Non alcoholic fatty liver disease and metabolic syndrome

Abstract

Non-alcoholic fatty liver disease (NAFLD) is a clinicopathologic entity increasingly recognized as a major health burden in developed countries. It includes a spectrum of liver damage ranging from simple steatosis to nonalcoholic steatohepatitis (NASH), advanced fibrosis, and rarely, progression to cirrhosis. Recent studies emphasize the role of insulin resistance, oxidative stress and subsequent lipid peroxidation, proinflammatory cytokines, adipokines and mitochondrial dysfunction in the development and progression of NAFLD. Furthermore, accumulating evidence supports an association between NAFLD and metabolic syndrome. Although the data are mainly epidemiological, the pathogenesis of NAFLD and metabolic syndrome seems to have common pathophysiological mechanisms, with focus on insulin resistance as a key factor. This review summarizes the current knowledge on the epidemiology, pathophysiology and diagnosis of both NAFLD and metabolic syndrome and the findings that strongly support the association of nonalcoholic fatty liver disease as a possible component in the cluster of metabolic syndrome.

Keywords: metabolic syndrome; non alcoholic fatty liver disease; non alcoholic steatohepatitis.

INFORMATION PROVIDED =
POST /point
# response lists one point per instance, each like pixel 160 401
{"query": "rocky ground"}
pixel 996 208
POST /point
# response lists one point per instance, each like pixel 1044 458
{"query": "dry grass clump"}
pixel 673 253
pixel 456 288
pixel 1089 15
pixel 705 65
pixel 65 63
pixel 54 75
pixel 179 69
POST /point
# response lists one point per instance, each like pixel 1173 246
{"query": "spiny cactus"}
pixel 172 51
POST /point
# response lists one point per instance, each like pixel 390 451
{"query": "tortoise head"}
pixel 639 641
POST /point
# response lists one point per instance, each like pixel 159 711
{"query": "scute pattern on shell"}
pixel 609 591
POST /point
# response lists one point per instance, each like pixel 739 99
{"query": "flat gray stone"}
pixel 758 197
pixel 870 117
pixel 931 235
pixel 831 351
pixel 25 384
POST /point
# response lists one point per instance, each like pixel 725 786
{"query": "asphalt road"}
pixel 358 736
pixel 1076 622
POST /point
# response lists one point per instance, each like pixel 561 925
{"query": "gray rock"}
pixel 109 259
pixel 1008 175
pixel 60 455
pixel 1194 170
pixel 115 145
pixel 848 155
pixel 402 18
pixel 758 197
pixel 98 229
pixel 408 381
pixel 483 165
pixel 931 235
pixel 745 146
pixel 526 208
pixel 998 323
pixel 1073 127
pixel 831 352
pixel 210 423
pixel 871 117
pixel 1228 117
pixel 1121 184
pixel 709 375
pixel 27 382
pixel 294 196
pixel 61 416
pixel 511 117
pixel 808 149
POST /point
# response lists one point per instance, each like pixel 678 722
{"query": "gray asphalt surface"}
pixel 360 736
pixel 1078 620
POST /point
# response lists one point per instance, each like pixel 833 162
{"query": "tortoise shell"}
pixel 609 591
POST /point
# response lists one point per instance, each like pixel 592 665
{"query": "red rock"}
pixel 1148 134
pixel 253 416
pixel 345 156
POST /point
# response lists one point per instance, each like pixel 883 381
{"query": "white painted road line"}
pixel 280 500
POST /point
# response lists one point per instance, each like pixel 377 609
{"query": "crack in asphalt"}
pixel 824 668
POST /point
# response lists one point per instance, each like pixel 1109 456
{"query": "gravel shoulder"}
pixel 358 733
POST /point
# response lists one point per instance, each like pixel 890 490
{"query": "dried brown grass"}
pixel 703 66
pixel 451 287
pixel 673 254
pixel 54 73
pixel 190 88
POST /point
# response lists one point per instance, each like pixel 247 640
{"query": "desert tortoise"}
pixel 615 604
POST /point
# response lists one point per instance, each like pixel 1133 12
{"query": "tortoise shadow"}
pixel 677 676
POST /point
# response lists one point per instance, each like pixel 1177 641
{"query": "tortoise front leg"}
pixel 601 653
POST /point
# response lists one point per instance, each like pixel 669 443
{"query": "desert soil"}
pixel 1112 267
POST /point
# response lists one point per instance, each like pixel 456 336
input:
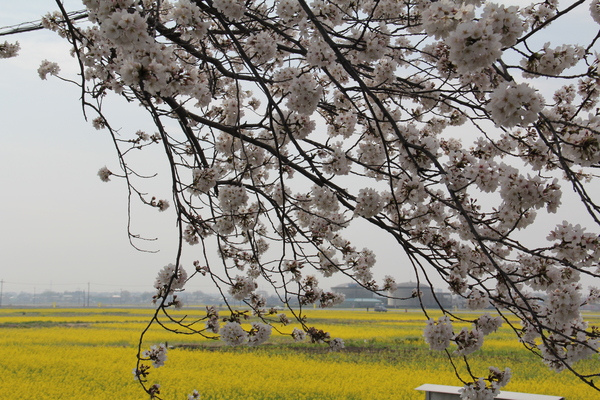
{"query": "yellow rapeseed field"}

ACTION ITEM A = In the abstract on fatty liver disease, what factor is singled out as key in the shared mechanisms of NAFLD and metabolic syndrome?
ACTION ITEM B = Please carry the abstract on fatty liver disease forward from its final line with the next part of the text.
The material has nothing to do with the abstract on fatty liver disease.

OUTPUT A = Insulin resistance.

OUTPUT B =
Figure 1:. Development of nonalcoholic hepatic steatosis. In adipose tissue, insulin resistance decreases the inhibitory action of insulin on hormone sensitive lipase (HSL), thus enhancing triglyceride (TG) lipolysis and free fatty acid (FFA) release. The results are increased circulating levels of FFAs, which are then taken up by the liver. Dietary fatty acids enter the liver through spillover into the plasma NEFA pool and through the uptake of intestinally derived chylomicron remnants. In hepatocytes hyperinsulinemia increases the 'de novo' synthesis of fatty acids. Hepatic TG synthesis is driven by the increased hepatocyte FFA content and favoured by insulin-mediated upregulation of lipogenic enzymes, such as peroxisome proliferator-activated receptor gamma (PPAR-γ) and sterol regulatory element binding protein 1 (SREBP-1). The large pool of FFAs activates mitochondrial fatty acid β-oxidation by activation of PPAR-α and enchanced CPT-I. Meanwhile, TG export via very-low-density lipoproteins (VLDL) may be inhibited by decreased synthesis of apolipoprotein B (apo B) or reduced incorporation of TG with apo B by microsomal triglyceride transfer protein (MTP). (abbrevations: HSL: hormone-sensitive lipase, TG: triglyceride, FFA: free fatty acid, PPAR-: peroxisome proliferator-activated receptor gamma, SREBP-1: sterol regulatory element binding protein 1, PPAR-α: peroxisome proliferator-activated receptor a, CPT-I: carnitine palmitoyltransferase I, VLDL: very-low-density lipoproteins, apo B: apolipoprotein B, MTP: microsomal triglyceride transfer protein).